Last week’s mailbag was a smashing success — so let’s attempt to follow that up with another fun one for my second as Managing Editor.

Honestly, I would probably say learning the ins and outs of the Judd Brackett situation before they were made public. That was definitely pretty cool, and happened all at the same time as me taking over as ME. It was helpful knowing what was going to happen before it actually happened because it allowed me to take a step back and plan out a bit of a content strategy around the situation once more details were made public.

I’ve got to go with Phoebe Stecher! I’m a sucker for Bernese Mountain Dogs.

This is a fantastic question and one I’ve given a lot of thought to. It’s 100% Eriksson, but most importantly, it’s not going to be Tyler Myers as I’ve seen some suggest. Here’s why.

First of all there’s the positional need — the Canucks desperately need to improve their blue line, and parting ways with Myers doesn’t accomplish that. In fact, it’s almost as big of a step backwards as letting Chris Tanev walk and replacing him with Nikita Tryamkin instead!

“But David, you need to look long term!”

• • •

Exercise task A >> Switch "Bernese Mountain Dogs" to "Golden Retrievers" and write out the mailbag again, everything from "Last week’s mailbag" down to "suggest. Here’s why.".

• • •

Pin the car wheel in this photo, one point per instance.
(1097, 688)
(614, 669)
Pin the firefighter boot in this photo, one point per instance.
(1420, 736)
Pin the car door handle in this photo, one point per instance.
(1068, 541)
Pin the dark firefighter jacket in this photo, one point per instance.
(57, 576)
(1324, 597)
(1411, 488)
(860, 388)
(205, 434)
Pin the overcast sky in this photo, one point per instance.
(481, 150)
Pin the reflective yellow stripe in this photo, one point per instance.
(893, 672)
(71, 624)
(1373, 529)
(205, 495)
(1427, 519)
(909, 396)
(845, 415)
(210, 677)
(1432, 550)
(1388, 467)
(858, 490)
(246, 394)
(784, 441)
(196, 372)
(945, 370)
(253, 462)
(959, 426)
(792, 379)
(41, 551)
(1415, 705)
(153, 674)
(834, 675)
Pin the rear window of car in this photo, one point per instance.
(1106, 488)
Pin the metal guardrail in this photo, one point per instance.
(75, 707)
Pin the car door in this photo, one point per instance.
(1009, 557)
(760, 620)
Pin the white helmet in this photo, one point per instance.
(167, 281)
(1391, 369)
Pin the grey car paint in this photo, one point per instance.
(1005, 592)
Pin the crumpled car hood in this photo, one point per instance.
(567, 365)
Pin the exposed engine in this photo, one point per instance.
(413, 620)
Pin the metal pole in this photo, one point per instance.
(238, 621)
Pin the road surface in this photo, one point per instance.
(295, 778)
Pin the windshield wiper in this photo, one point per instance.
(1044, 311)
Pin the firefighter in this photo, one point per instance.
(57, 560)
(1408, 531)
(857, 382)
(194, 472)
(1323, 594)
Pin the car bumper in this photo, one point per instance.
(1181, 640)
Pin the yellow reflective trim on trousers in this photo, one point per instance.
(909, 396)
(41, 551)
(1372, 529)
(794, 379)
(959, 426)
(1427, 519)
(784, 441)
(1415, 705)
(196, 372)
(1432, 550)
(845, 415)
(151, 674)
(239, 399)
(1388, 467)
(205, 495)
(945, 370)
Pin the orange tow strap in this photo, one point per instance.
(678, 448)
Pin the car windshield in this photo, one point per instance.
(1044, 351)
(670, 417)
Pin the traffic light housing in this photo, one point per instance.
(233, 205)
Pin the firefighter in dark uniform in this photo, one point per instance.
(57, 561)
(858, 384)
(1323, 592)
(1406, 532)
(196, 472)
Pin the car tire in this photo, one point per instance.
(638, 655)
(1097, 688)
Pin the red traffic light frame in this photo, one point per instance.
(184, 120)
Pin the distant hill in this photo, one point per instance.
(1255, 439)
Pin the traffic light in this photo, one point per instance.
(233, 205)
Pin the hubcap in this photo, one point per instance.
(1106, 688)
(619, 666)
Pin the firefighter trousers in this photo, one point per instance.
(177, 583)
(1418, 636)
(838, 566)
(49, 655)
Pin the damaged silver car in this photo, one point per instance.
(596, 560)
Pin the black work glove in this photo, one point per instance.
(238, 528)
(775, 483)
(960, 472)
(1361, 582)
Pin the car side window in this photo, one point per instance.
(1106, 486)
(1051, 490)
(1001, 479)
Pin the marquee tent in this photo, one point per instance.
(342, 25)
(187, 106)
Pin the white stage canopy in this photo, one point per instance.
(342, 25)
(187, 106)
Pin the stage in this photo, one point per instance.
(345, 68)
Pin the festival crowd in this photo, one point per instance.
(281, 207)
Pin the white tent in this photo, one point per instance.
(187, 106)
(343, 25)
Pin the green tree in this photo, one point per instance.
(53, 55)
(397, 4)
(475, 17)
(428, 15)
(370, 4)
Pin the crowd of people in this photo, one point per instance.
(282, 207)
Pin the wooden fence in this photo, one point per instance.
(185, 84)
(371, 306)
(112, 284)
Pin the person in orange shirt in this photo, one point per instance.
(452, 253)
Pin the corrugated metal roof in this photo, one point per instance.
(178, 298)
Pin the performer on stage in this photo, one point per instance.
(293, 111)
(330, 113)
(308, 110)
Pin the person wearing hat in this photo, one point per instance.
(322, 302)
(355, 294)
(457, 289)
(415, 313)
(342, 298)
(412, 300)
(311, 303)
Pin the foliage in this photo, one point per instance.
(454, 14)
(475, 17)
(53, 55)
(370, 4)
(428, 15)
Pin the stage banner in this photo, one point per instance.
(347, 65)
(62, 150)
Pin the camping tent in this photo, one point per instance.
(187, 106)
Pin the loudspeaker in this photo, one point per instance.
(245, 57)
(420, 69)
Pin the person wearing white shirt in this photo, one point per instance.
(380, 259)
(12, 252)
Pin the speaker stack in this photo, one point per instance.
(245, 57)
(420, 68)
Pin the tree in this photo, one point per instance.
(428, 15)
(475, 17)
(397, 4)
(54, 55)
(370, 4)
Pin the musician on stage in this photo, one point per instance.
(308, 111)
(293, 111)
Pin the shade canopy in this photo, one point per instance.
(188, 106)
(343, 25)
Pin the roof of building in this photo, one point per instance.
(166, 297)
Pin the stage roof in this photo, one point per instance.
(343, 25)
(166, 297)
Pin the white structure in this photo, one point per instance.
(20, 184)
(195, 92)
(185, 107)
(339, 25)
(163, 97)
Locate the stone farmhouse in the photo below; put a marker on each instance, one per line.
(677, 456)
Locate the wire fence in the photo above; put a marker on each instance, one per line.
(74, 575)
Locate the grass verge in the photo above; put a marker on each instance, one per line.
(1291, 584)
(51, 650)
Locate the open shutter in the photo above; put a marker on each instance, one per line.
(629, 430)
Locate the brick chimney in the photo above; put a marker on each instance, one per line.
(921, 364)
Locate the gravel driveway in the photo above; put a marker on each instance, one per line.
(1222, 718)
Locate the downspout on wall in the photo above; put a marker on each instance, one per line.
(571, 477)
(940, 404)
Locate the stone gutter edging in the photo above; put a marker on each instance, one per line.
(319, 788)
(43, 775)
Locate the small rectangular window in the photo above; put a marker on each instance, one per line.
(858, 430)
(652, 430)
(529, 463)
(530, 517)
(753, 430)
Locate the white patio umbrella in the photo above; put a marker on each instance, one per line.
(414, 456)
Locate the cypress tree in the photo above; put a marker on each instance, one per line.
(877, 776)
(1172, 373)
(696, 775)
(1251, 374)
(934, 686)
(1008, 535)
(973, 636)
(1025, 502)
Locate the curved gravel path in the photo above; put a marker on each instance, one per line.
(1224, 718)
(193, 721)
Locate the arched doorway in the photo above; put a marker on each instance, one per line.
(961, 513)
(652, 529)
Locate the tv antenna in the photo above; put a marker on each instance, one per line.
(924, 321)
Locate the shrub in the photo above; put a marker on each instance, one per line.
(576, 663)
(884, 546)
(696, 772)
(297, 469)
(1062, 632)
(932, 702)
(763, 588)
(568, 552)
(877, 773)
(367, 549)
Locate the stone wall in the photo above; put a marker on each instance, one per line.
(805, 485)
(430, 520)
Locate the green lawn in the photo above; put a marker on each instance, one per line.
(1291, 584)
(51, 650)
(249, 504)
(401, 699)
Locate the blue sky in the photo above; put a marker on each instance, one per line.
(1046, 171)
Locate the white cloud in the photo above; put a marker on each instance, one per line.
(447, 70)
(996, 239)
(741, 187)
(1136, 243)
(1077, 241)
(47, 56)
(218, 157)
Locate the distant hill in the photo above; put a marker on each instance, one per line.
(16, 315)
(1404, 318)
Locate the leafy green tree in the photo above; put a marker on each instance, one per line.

• • •

Exercise task B >> Convert the records, everything from the start down to the line containing "(1181, 640)", into a two-column CSV with columns "request" and "points". Give one row per request, put each field in quotes, and turn line breaks into spaces.

Reply A >>
Last week’s mailbag was a smashing success — so let’s attempt to follow that up with another fun one for my second as Managing Editor.

Honestly, I would probably say learning the ins and outs of the Judd Brackett situation before they were made public. That was definitely pretty cool, and happened all at the same time as me taking over as ME. It was helpful knowing what was going to happen before it actually happened because it allowed me to take a step back and plan out a bit of a content strategy around the situation once more details were made public.

I’ve got to go with Phoebe Stecher! I’m a sucker for Golden Retrievers.

This is a fantastic question and one I’ve given a lot of thought to. It’s 100% Eriksson, but most importantly, it’s not going to be Tyler Myers as I’ve seen some suggest. Here’s why.

Reply B >>
request,points
"Pin the car wheel in this photo, one point per instance.","(1097, 688) (614, 669)"
"Pin the firefighter boot in this photo, one point per instance.","(1420, 736)"
"Pin the car door handle in this photo, one point per instance.","(1068, 541)"
"Pin the dark firefighter jacket in this photo, one point per instance.","(57, 576) (1324, 597) (1411, 488) (860, 388) (205, 434)"
"Pin the overcast sky in this photo, one point per instance.","(481, 150)"
"Pin the reflective yellow stripe in this photo, one point per instance.","(893, 672) (71, 624) (1373, 529) (205, 495) (1427, 519) (909, 396) (845, 415) (210, 677) (1432, 550) (1388, 467) (858, 490) (246, 394) (784, 441) (196, 372) (945, 370) (253, 462) (959, 426) (792, 379) (41, 551) (1415, 705) (153, 674) (834, 675)"
"Pin the rear window of car in this photo, one point per instance.","(1106, 488)"
"Pin the metal guardrail in this photo, one point per instance.","(75, 707)"
"Pin the car door in this photo, one point per instance.","(1009, 557) (760, 620)"
"Pin the white helmet in this photo, one point per instance.","(167, 281) (1391, 369)"
"Pin the grey car paint in this photo, one point per instance.","(1005, 592)"
"Pin the crumpled car hood in this photo, one point per instance.","(567, 365)"
"Pin the exposed engine in this photo, one point per instance.","(413, 620)"
"Pin the metal pole in this photo, one point per instance.","(238, 621)"
"Pin the road surface in this photo, one point per instance.","(295, 778)"
"Pin the windshield wiper in this photo, one point per instance.","(1044, 311)"
"Pin the firefighter in this photo, one point per instance.","(57, 560) (1408, 531) (857, 382) (194, 472) (1323, 594)"
"Pin the car bumper in this photo, one point per instance.","(1181, 640)"